→ Requirements
Return each line of the listing below that contains the word "white". Case counts.

→ Material for this task
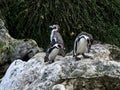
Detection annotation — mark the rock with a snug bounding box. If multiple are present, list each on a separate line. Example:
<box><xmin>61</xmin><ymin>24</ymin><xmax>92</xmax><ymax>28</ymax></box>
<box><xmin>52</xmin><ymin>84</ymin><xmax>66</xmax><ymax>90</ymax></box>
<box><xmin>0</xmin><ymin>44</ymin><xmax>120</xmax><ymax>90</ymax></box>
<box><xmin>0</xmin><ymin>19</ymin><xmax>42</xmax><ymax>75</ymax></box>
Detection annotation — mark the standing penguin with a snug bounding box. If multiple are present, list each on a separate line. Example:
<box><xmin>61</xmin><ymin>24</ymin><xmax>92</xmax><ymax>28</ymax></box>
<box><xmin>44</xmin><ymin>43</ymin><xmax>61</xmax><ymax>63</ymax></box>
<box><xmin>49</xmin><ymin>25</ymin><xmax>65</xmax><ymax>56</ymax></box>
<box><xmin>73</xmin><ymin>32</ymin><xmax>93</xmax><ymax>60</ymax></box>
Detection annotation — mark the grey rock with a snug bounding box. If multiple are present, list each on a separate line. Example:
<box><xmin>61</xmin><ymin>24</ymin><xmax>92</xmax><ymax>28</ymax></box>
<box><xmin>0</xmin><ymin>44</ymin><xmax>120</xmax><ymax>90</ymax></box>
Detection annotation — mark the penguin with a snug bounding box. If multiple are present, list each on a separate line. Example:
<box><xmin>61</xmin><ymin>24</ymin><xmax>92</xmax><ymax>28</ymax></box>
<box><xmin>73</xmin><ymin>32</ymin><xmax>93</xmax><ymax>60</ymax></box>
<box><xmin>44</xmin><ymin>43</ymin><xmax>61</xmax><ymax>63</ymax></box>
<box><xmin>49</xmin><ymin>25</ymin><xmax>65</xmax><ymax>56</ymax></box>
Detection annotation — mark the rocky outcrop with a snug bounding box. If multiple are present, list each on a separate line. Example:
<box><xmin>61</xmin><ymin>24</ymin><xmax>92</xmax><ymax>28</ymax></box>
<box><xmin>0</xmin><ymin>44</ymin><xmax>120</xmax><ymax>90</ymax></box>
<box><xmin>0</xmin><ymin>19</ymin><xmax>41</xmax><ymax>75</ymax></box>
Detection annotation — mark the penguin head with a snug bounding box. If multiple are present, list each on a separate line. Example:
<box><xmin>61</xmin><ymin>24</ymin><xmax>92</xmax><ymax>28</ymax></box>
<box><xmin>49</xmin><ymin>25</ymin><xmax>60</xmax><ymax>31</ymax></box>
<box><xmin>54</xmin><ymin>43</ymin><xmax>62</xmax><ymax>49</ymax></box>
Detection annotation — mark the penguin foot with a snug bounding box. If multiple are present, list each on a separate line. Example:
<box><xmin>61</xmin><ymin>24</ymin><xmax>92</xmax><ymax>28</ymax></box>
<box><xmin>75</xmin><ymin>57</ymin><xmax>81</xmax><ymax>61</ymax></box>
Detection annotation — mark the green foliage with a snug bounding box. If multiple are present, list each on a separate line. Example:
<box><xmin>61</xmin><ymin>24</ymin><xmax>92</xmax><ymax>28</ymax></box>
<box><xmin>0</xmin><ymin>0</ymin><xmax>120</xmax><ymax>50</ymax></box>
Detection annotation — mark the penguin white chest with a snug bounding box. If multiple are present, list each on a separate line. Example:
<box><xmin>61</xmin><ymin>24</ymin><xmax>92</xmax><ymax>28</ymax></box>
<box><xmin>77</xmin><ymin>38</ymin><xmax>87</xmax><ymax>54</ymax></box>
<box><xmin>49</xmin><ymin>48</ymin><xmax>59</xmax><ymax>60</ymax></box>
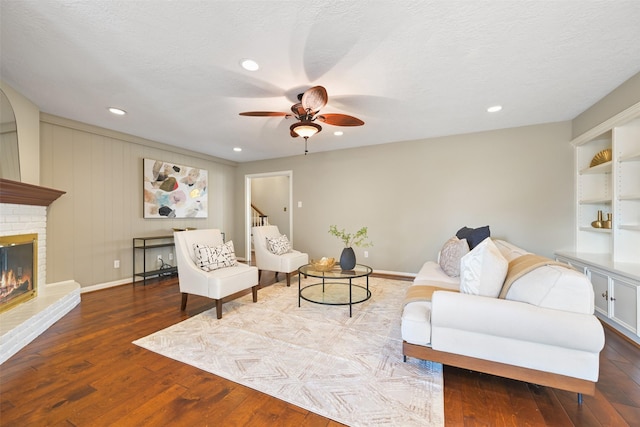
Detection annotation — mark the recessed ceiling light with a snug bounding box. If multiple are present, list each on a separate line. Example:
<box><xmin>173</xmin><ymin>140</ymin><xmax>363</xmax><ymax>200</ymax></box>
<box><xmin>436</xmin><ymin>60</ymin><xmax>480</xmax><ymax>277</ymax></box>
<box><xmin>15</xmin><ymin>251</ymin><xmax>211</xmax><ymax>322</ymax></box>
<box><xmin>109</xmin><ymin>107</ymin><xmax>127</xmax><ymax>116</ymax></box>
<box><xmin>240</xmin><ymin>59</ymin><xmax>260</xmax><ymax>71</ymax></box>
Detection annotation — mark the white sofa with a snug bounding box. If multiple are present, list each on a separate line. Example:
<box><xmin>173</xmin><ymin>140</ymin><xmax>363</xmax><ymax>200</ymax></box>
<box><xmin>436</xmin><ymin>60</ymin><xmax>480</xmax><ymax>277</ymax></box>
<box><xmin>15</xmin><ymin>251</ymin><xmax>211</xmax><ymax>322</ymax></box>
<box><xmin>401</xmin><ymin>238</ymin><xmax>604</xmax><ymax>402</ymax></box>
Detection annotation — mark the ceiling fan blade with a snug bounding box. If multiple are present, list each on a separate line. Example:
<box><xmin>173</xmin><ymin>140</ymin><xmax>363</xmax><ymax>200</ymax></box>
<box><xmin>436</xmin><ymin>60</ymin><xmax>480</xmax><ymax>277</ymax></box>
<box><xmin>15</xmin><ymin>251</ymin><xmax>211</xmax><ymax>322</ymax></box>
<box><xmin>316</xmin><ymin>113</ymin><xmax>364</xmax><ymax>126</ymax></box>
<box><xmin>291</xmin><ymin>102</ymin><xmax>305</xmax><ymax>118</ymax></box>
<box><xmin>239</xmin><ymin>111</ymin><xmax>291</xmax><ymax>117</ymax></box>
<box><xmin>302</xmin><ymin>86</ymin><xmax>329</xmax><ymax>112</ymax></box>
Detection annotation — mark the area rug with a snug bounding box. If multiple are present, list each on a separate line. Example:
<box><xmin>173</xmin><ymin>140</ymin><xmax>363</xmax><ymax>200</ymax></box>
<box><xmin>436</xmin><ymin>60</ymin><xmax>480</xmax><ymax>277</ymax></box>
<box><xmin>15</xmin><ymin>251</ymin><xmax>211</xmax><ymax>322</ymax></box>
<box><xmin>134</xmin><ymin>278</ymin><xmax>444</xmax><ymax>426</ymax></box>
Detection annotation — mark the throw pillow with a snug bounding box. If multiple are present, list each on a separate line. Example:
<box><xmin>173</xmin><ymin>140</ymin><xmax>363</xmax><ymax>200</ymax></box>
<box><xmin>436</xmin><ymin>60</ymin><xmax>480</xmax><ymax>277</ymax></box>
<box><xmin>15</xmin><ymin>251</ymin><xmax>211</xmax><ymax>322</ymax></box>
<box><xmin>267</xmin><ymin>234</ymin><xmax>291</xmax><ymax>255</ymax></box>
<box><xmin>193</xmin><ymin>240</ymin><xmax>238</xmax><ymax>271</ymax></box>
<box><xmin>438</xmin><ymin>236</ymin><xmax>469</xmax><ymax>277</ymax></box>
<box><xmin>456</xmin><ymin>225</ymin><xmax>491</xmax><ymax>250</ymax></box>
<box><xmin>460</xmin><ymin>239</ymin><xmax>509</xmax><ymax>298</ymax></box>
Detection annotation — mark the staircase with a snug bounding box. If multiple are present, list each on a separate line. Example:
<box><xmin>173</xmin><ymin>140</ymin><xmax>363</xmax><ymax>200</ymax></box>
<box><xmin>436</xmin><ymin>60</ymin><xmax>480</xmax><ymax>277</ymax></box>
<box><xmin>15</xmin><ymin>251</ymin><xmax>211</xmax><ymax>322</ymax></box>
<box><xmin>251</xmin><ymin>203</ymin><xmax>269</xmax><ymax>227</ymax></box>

→ Solution to this exercise
Detection annotation — mark the penguin white chest with a snug bounding box. If multiple are present, list each on a separate line. Example:
Detection annotation — mark the white sofa with a snug bounding box. If multiple are present, list each on a separate line. Example:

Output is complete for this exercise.